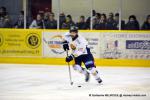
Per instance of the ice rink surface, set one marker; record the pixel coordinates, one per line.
(51, 82)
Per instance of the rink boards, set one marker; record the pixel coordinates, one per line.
(110, 48)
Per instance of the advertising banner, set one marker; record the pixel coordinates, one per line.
(125, 45)
(18, 43)
(53, 46)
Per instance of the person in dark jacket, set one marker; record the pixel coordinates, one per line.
(69, 22)
(132, 24)
(116, 25)
(20, 22)
(81, 24)
(110, 22)
(146, 24)
(101, 24)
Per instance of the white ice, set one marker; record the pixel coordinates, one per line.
(51, 82)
# # # # #
## Exercise aim
No pictures belong in the copy. Repeat the listing above exactly.

## Output for this task
Per instance of the ice rink surface, set one marker; record the pixel coordinates, one per line.
(51, 82)
Per instance of the rink boards, set one marker; record the pixel coordinates, one per line.
(110, 48)
Per instance of the advertising banner, set one marker; record the pixel coordinates, one per line.
(125, 45)
(18, 43)
(53, 46)
Per instance of the person in dark jacket, set one marker; record the pixel coordinates, one per line.
(69, 22)
(132, 24)
(116, 25)
(20, 22)
(81, 24)
(110, 22)
(146, 24)
(101, 24)
Per instance of the white ice, set one marker; record the pixel coordinates, one per line.
(51, 82)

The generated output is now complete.